[Stored entries]
----------------
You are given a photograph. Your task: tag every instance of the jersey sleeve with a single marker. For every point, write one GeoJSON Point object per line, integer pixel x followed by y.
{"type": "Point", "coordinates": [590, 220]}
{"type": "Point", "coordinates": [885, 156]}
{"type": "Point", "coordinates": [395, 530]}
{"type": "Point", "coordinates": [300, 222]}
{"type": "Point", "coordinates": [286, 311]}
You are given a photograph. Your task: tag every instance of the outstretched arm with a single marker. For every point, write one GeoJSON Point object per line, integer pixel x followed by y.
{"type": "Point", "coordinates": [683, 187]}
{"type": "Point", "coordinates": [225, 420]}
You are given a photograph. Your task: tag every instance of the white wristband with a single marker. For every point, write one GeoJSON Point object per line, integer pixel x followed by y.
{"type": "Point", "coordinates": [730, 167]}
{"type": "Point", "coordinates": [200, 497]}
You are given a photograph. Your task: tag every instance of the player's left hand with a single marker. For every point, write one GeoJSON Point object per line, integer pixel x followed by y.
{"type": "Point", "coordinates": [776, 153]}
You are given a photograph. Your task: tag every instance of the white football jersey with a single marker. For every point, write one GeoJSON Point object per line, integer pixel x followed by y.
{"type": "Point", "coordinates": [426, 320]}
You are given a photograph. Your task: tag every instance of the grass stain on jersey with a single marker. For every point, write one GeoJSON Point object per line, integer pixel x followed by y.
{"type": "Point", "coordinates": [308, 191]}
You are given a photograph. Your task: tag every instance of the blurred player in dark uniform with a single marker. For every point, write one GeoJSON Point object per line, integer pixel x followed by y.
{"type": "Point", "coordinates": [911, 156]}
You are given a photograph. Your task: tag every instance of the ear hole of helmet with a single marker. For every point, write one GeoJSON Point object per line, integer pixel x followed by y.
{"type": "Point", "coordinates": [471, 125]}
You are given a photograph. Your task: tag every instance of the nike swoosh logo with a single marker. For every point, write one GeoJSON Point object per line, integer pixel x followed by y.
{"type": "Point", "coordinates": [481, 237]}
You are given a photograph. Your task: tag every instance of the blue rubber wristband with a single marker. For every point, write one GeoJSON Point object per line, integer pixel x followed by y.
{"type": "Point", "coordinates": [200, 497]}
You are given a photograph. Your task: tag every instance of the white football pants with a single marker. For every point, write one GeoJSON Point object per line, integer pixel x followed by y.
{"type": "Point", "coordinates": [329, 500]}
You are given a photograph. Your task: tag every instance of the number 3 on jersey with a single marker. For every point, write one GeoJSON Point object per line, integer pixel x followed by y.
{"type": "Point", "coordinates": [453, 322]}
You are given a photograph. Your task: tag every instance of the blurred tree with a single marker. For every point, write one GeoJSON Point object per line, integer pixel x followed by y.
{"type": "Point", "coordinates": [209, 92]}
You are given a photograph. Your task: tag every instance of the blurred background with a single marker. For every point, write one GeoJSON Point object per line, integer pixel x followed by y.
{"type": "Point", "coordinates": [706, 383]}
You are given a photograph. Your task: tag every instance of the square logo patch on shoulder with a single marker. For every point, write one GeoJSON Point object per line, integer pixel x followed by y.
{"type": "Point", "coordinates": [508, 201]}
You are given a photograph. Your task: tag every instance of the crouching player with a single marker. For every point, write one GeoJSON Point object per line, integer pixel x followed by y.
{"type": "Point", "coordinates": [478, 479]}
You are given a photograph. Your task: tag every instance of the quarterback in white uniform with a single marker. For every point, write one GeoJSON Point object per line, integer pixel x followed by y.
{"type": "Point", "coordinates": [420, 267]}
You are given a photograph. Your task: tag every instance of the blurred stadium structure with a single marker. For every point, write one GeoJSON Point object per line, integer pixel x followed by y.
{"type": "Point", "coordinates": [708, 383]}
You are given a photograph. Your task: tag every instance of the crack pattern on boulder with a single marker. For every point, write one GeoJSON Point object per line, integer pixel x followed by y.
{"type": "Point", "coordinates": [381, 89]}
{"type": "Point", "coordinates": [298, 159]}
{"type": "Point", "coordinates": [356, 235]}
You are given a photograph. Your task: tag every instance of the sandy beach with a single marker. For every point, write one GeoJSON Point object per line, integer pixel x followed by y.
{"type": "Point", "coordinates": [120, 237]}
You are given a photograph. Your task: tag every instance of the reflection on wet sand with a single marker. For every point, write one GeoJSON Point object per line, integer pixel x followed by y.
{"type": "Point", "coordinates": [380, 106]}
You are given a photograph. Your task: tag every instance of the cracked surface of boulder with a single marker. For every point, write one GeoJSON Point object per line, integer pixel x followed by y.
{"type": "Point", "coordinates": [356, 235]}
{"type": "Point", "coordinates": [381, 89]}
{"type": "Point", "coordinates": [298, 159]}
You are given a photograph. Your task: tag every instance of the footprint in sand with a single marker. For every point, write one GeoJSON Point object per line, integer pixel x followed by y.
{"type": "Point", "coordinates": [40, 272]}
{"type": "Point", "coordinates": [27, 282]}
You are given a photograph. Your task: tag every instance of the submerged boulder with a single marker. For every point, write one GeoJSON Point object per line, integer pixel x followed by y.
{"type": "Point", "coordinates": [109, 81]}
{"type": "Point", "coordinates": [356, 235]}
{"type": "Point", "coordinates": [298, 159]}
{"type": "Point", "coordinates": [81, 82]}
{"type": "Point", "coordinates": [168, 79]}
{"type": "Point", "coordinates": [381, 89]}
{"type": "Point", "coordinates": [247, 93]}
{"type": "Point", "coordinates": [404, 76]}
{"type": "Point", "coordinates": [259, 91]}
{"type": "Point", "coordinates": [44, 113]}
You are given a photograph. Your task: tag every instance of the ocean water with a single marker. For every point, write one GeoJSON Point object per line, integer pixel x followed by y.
----------------
** EXERCISE INSTRUCTIONS **
Take the lines from the one containing "the crack pattern" to the last line of the material above and write them out exactly.

** FULL ANSWER **
You are given a photograph. Your task: tag every instance of the crack pattern on boulder with a single marker. For every point, write one GeoJSON Point object per line, integer pixel x followed by y.
{"type": "Point", "coordinates": [381, 89]}
{"type": "Point", "coordinates": [298, 159]}
{"type": "Point", "coordinates": [356, 235]}
You are given a photograph. Your task: tag every instance of the sandy beach with a single marker. For every point, write one GeoJSON Point object per line, integer pixel x followed by y.
{"type": "Point", "coordinates": [120, 237]}
You are given a photograph. Your task: tag every instance of the reflection on wet sand with a single marker. For every point, write one GeoJSON Point object per line, integer pixel x followed by y.
{"type": "Point", "coordinates": [380, 106]}
You are given a photograph. Your task: tag every instance of the cracked surface of boulder with a single marker. For every point, write one GeoJSON Point object per line, integer pixel x followed by y.
{"type": "Point", "coordinates": [356, 235]}
{"type": "Point", "coordinates": [381, 89]}
{"type": "Point", "coordinates": [298, 159]}
You are given a photograph. Your task: tag every instance of the footprint in sand with a single marker. For every point, write one GeoJSON Point object per line, integer pixel x followed by y.
{"type": "Point", "coordinates": [40, 272]}
{"type": "Point", "coordinates": [27, 282]}
You are given a photograph. Your task: tag every instance of the submerged boulder with a single marker. For every point, write one GeoJSON Point object per line, integer pixel x followed by y.
{"type": "Point", "coordinates": [109, 81]}
{"type": "Point", "coordinates": [356, 235]}
{"type": "Point", "coordinates": [298, 159]}
{"type": "Point", "coordinates": [81, 82]}
{"type": "Point", "coordinates": [168, 79]}
{"type": "Point", "coordinates": [381, 89]}
{"type": "Point", "coordinates": [247, 93]}
{"type": "Point", "coordinates": [404, 76]}
{"type": "Point", "coordinates": [259, 91]}
{"type": "Point", "coordinates": [44, 113]}
You are given a photograph. Your task: tag every instance of the ocean water with a single marker. For every point, write one GeoJSON Point object per line, integer pixel x followed by y.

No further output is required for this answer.